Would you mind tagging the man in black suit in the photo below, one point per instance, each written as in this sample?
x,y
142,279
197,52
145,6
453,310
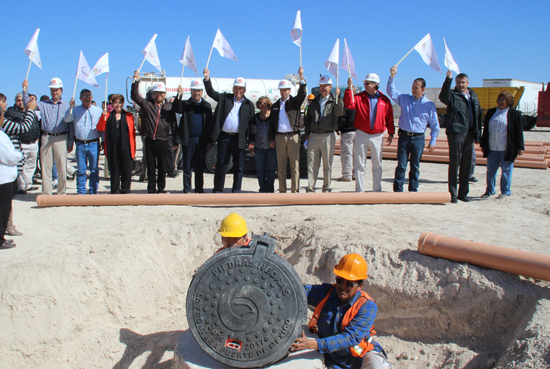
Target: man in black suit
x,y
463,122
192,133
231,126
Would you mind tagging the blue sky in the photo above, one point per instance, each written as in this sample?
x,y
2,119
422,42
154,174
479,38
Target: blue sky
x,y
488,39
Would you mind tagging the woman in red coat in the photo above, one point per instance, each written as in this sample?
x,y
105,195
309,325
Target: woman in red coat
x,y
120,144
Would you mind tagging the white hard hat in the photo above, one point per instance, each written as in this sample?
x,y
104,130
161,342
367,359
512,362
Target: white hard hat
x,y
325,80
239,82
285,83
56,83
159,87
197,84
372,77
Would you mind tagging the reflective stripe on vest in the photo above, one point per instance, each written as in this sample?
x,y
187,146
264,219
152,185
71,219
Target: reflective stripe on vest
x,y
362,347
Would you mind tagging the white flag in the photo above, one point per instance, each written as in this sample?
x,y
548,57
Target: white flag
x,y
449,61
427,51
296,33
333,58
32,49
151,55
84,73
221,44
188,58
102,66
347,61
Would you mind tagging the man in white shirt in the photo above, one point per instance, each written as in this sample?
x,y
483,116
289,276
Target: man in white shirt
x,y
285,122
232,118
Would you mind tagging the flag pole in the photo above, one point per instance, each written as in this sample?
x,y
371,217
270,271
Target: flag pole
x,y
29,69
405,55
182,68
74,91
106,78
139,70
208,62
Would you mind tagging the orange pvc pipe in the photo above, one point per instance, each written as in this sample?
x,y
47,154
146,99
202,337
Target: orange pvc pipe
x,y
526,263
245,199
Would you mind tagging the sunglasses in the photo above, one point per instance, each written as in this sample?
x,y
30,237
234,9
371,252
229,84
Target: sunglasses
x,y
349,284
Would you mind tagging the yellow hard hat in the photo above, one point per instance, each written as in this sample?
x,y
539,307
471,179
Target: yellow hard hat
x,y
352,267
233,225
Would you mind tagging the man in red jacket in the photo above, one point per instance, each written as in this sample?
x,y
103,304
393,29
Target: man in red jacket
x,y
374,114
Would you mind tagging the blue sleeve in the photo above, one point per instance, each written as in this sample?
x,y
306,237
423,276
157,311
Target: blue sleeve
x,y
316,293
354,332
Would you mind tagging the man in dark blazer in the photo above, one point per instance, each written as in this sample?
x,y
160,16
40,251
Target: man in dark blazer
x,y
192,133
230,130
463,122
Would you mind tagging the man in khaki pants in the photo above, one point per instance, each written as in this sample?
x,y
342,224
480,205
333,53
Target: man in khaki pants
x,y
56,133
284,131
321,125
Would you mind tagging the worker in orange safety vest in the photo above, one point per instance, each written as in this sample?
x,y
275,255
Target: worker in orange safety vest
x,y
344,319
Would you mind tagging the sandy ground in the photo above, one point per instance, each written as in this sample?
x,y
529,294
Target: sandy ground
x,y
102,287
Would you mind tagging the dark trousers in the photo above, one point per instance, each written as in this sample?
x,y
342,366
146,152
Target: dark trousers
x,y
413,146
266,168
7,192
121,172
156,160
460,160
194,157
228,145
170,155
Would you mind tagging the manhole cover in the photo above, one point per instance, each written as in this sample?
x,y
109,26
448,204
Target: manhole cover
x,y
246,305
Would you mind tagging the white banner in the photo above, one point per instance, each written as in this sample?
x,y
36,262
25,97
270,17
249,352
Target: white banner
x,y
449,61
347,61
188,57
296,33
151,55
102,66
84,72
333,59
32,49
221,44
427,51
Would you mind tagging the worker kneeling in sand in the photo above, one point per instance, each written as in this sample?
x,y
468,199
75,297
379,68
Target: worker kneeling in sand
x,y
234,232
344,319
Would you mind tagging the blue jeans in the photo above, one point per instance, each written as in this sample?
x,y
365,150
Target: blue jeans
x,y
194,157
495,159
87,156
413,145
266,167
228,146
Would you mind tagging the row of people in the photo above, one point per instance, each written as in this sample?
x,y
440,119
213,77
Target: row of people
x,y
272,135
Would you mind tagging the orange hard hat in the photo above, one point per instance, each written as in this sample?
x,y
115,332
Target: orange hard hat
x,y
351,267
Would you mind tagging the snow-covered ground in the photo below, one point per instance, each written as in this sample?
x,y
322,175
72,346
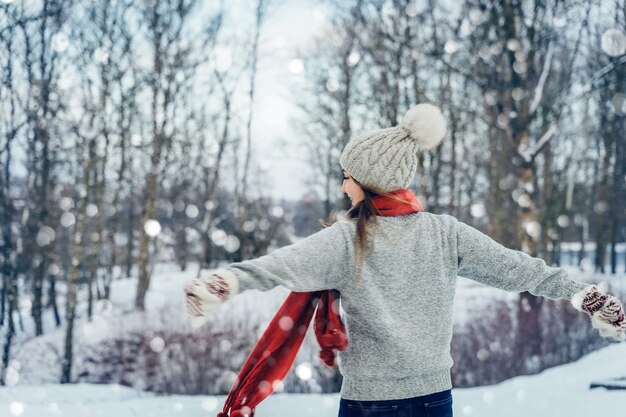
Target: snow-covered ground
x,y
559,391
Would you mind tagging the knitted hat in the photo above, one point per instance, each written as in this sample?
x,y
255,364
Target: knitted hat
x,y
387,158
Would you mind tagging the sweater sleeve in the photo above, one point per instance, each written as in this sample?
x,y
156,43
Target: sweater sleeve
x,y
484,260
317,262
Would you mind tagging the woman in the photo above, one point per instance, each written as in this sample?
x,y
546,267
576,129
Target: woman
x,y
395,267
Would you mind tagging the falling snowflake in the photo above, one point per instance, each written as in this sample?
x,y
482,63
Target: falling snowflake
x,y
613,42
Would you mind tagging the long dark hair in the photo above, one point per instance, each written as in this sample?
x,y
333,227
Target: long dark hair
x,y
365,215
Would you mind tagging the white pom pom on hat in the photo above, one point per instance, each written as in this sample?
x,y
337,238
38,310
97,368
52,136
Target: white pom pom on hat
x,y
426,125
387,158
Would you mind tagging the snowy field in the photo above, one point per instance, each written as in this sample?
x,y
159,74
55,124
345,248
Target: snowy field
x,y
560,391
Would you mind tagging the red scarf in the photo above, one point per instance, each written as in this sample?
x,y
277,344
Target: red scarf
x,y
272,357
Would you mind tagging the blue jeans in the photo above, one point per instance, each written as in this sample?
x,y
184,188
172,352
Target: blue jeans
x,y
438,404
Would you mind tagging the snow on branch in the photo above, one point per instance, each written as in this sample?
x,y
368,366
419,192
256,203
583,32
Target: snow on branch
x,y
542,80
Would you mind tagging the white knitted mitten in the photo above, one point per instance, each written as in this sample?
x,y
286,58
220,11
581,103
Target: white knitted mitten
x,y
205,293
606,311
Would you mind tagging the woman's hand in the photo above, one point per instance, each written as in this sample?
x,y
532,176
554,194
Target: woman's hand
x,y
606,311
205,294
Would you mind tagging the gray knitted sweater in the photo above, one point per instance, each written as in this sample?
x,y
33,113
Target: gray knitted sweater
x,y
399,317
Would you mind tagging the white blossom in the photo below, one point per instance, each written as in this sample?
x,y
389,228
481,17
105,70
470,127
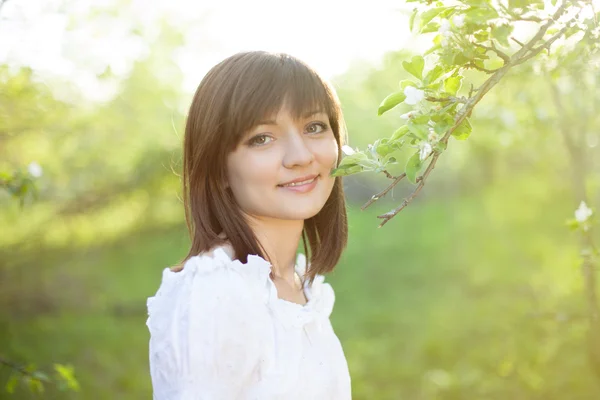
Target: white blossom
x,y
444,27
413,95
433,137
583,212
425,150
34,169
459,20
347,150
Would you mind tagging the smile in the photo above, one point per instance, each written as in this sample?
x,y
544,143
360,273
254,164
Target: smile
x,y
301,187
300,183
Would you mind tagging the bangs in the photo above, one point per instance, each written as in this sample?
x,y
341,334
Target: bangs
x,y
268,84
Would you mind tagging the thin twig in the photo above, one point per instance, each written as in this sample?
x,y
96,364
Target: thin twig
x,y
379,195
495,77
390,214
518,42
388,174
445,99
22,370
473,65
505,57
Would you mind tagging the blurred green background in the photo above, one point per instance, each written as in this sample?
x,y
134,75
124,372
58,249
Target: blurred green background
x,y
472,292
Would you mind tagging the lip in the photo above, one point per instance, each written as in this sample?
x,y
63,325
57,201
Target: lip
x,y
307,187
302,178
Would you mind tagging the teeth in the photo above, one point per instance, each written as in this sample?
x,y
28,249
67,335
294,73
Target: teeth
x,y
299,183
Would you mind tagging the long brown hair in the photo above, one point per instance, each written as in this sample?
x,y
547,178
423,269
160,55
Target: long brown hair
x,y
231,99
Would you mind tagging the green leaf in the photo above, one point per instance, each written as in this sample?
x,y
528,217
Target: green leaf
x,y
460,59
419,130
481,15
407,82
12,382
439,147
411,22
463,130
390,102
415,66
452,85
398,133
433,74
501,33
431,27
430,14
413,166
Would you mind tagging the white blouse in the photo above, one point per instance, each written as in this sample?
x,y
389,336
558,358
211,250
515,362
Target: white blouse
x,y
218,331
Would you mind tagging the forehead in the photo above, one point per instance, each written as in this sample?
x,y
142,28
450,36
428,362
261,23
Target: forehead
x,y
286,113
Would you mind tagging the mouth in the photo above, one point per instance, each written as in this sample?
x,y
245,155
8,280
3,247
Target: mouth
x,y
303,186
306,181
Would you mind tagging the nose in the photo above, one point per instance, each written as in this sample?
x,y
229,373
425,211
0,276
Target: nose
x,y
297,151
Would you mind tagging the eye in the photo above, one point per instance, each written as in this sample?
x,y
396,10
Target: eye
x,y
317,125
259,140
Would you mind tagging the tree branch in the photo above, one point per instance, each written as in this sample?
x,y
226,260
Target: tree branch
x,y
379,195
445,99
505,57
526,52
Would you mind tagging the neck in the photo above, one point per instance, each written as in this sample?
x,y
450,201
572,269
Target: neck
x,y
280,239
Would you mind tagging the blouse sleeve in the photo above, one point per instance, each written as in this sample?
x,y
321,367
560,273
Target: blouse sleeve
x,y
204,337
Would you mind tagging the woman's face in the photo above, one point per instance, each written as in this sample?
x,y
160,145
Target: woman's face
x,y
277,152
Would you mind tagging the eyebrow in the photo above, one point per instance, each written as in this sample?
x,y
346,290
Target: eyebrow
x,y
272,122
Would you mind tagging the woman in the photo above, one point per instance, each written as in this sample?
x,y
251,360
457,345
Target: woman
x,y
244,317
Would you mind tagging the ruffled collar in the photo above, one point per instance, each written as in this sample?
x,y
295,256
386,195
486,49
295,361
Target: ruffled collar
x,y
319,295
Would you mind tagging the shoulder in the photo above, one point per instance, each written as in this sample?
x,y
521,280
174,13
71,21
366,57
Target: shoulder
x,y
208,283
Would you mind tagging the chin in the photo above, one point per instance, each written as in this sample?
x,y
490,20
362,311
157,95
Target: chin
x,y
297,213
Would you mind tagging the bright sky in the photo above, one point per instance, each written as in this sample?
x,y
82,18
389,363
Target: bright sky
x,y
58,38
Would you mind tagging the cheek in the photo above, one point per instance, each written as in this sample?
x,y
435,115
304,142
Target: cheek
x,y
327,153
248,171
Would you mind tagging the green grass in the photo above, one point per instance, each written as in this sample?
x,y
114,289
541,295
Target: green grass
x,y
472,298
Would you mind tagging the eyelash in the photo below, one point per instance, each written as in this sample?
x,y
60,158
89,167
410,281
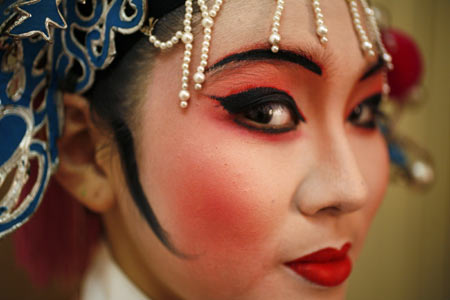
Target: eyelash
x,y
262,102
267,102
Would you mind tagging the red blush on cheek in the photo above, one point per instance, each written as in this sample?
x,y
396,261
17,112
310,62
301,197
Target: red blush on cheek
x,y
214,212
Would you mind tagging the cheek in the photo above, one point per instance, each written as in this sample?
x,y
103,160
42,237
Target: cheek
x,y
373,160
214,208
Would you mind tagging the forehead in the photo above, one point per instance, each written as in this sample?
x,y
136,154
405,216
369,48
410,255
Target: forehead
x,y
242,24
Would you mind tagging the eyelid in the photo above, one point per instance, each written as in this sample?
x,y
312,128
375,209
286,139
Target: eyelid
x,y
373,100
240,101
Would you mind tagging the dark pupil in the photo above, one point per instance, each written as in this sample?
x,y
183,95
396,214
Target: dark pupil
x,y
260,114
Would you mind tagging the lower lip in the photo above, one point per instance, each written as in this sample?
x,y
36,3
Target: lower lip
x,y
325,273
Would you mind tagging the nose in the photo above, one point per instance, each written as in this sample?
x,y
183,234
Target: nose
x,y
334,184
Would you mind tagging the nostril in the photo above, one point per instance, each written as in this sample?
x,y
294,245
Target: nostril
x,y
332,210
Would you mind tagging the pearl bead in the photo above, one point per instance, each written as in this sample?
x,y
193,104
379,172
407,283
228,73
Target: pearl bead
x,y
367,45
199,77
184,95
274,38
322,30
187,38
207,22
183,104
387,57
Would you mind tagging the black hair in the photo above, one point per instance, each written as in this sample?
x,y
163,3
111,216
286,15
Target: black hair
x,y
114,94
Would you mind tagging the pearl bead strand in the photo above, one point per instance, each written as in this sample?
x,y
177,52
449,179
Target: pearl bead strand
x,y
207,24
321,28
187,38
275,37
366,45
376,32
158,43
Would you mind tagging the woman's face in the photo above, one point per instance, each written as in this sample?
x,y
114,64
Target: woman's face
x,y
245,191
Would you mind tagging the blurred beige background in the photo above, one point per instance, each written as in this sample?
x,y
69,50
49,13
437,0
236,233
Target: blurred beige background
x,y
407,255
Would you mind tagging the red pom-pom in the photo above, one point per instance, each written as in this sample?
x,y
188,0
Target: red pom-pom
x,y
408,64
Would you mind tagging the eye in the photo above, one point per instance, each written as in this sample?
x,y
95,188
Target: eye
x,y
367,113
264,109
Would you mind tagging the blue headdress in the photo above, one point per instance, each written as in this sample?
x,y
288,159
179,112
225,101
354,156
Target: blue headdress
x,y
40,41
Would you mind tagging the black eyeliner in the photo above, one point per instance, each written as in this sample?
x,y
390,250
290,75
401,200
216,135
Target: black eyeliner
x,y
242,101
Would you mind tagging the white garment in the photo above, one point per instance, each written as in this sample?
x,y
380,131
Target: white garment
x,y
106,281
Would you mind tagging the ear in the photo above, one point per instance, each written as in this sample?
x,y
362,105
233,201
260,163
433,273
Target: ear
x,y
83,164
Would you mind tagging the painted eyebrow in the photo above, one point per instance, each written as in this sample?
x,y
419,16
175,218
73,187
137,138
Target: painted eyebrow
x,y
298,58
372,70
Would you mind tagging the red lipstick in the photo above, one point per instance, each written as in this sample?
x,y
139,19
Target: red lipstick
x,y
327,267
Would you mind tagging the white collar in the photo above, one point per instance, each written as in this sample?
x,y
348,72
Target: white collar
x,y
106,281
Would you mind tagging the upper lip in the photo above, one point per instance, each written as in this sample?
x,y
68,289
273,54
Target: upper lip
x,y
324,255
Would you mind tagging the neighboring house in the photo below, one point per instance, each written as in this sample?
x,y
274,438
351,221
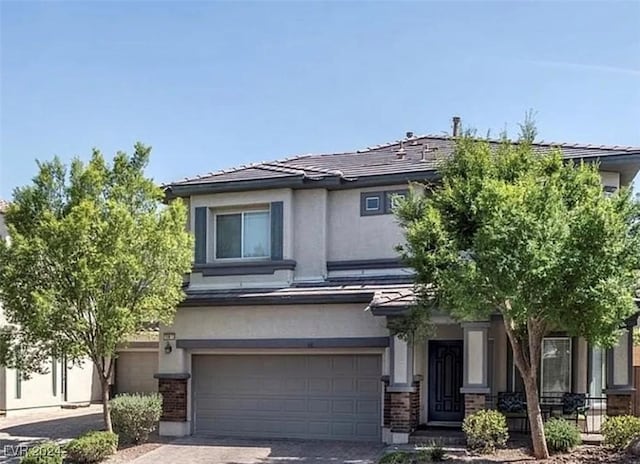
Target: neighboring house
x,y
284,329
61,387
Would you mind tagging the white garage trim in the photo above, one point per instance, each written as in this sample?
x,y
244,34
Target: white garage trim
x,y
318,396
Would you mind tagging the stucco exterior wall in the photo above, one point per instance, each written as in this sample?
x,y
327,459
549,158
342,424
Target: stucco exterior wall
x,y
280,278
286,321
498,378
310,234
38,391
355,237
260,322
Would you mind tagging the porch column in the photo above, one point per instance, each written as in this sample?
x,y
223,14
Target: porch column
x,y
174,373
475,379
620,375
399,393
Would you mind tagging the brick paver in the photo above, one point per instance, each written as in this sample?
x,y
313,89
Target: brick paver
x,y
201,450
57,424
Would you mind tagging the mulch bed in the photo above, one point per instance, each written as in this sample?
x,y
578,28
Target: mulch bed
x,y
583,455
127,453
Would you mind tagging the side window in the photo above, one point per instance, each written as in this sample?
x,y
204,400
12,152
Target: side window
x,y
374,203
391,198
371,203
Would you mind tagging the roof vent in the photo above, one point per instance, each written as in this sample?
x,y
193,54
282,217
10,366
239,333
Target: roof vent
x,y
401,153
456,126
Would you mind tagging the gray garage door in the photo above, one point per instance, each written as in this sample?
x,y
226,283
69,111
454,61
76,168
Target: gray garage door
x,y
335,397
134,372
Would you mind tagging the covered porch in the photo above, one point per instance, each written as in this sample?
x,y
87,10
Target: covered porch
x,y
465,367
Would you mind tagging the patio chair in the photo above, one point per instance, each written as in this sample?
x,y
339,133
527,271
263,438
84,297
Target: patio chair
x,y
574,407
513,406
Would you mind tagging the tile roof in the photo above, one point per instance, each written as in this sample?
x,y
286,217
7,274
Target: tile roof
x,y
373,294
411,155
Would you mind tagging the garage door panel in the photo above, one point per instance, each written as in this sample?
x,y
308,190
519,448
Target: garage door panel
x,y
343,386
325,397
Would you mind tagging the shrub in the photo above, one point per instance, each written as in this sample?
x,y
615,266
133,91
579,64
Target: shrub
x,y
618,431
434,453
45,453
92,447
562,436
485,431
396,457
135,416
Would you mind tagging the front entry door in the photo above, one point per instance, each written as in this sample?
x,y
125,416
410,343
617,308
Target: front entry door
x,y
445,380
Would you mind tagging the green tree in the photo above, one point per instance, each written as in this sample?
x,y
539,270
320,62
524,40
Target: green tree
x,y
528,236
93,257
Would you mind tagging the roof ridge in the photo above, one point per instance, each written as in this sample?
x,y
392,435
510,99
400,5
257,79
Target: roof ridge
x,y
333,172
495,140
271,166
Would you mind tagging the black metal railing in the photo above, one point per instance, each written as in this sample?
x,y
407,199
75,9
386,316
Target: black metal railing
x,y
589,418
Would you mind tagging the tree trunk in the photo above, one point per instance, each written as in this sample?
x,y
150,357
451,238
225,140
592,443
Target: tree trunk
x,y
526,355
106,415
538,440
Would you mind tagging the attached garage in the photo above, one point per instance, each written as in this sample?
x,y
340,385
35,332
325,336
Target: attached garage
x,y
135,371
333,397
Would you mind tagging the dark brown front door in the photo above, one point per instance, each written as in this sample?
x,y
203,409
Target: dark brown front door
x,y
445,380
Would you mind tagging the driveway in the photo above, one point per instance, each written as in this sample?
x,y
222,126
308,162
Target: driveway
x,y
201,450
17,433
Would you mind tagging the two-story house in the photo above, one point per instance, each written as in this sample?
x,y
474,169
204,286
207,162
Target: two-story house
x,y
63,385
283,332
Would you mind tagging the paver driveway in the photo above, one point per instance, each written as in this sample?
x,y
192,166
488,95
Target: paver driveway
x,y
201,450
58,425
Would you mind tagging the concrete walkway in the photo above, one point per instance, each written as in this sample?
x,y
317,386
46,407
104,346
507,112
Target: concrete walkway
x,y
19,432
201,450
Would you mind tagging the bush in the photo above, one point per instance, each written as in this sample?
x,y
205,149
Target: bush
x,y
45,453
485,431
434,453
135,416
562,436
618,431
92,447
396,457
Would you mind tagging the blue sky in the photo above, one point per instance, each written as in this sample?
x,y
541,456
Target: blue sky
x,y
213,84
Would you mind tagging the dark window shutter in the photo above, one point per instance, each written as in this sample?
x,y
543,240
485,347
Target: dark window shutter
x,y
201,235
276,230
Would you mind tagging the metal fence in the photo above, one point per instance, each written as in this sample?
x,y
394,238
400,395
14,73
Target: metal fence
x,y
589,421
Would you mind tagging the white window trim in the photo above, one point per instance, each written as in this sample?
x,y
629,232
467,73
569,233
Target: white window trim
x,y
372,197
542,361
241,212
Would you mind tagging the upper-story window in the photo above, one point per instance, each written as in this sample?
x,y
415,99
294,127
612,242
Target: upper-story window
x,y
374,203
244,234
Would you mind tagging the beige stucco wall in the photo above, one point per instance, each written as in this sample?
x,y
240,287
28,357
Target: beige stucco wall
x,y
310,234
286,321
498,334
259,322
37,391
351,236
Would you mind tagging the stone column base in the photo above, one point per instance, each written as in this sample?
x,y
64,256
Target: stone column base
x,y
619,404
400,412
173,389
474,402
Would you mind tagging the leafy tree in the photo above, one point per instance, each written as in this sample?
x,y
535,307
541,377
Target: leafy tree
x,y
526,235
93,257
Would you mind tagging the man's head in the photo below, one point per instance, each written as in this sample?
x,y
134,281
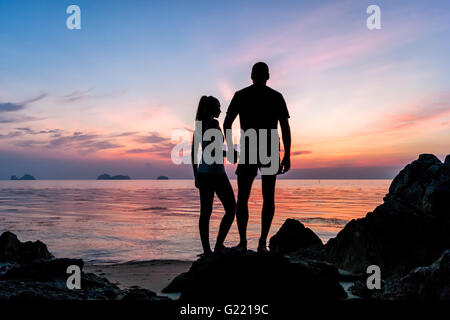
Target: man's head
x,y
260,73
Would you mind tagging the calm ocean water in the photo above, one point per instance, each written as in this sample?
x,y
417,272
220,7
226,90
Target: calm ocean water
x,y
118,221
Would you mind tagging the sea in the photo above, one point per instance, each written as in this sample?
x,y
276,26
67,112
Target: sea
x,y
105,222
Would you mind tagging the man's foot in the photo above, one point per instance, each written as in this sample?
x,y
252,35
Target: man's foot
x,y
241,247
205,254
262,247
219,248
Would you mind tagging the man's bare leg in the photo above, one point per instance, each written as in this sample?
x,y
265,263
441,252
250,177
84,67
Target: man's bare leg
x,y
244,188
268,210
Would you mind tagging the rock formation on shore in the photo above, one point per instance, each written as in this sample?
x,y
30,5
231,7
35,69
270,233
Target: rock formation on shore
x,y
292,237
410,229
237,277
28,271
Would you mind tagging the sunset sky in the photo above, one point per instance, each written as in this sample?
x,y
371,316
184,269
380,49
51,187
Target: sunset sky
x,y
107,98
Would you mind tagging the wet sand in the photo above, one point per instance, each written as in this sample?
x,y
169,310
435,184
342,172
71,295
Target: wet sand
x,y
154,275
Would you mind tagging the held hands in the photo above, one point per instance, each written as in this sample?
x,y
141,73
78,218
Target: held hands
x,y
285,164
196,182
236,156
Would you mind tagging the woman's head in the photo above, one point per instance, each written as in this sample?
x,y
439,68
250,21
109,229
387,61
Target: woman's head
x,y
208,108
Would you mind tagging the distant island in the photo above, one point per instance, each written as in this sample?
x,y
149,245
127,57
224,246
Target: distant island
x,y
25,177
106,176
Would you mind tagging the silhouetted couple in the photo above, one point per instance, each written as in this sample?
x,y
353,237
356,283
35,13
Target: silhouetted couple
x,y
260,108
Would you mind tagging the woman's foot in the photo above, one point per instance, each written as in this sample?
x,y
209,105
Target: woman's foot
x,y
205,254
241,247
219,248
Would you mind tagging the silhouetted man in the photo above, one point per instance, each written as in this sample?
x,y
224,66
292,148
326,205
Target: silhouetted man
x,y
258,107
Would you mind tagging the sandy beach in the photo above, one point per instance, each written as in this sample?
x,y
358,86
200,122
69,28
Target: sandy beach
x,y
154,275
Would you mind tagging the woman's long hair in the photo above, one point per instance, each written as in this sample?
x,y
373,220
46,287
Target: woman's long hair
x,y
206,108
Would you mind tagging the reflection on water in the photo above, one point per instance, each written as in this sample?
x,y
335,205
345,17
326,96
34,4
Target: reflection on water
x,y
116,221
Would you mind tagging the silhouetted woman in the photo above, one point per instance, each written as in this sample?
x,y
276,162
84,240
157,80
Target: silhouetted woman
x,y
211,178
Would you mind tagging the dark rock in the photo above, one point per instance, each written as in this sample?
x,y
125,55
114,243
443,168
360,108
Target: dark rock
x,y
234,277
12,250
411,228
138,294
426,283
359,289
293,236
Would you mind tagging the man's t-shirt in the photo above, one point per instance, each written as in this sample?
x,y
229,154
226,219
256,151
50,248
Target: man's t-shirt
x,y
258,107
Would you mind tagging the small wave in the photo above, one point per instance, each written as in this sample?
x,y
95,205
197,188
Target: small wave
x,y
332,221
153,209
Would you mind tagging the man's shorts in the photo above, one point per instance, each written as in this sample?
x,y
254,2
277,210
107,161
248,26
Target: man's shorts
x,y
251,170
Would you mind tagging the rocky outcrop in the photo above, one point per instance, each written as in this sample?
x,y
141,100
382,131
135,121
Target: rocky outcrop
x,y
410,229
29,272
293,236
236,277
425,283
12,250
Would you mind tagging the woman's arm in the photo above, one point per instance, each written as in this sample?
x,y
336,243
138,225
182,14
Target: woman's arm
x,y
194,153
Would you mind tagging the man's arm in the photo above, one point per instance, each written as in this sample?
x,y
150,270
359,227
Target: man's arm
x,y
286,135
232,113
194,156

Written problem:
Find the line that contains "Would you mind tagging the silhouetted man" in the listing above. Retype it and every line after it up to the last, exactly, and nothing else.

Reply:
Would you mind tagging the silhouetted man in the photo above, one point per instance, each written as in this sample?
x,y
224,66
292,148
326,205
Target: silhouetted man
x,y
258,107
Would you mind tagging the sandy beach in the photo above, one point per instance, each written as in this sample?
x,y
358,86
200,122
69,28
Target: sandy beach
x,y
154,275
Would you mind tagging the woman's long hair in the photo above, one point per instance, each written as in this sample?
x,y
373,220
46,287
Target: woman's long hair
x,y
206,108
Would you mind tagging the reflection on water in the photo above, one point per instance, each written as in this sample?
x,y
335,205
345,17
326,96
34,4
Target: reflection on water
x,y
116,221
Would you mind tagging the silhouetted woman in the photo above, one point per instance, each written as in this sample?
x,y
276,162
84,240
157,80
Target: silhouetted woman
x,y
211,178
Would you mind tagging the dark rock in the photo above, one point per instance, each written as in this sample?
x,y
125,55
114,243
443,168
360,108
Target: dark rock
x,y
234,277
12,250
411,228
138,294
426,283
359,289
293,236
Would you mind tagging the man's t-shirt in the photo above, one point per instance, each written as in this sample?
x,y
229,154
226,219
256,151
50,248
Target: man's t-shirt
x,y
258,107
Would you mind tagging the small wave in the photo above, one point per instance, each written as in this sample?
x,y
95,205
197,188
Target: small wave
x,y
332,221
153,209
Would you mind tagging the man's shorts in the photo above, one point per instance, each written as in this sample?
x,y
254,2
277,210
107,161
248,26
Target: man's shorts
x,y
251,170
Would you mind tagging the rocky outcrop in the photo above, one point per instance, each written as in this sample?
x,y
141,100
382,131
135,121
Target: rocky outcrop
x,y
410,229
29,272
293,236
236,277
425,283
12,250
Would you mind tagging the woman's arm in the photo above, one point per instance, each written as in this sample?
x,y
336,243
138,225
182,14
Target: woman's arm
x,y
194,153
Would you mind tagging the man's arm in the photo above, one point per instance, each written as in this sample?
x,y
150,270
359,227
Target: man's arm
x,y
286,135
232,113
194,156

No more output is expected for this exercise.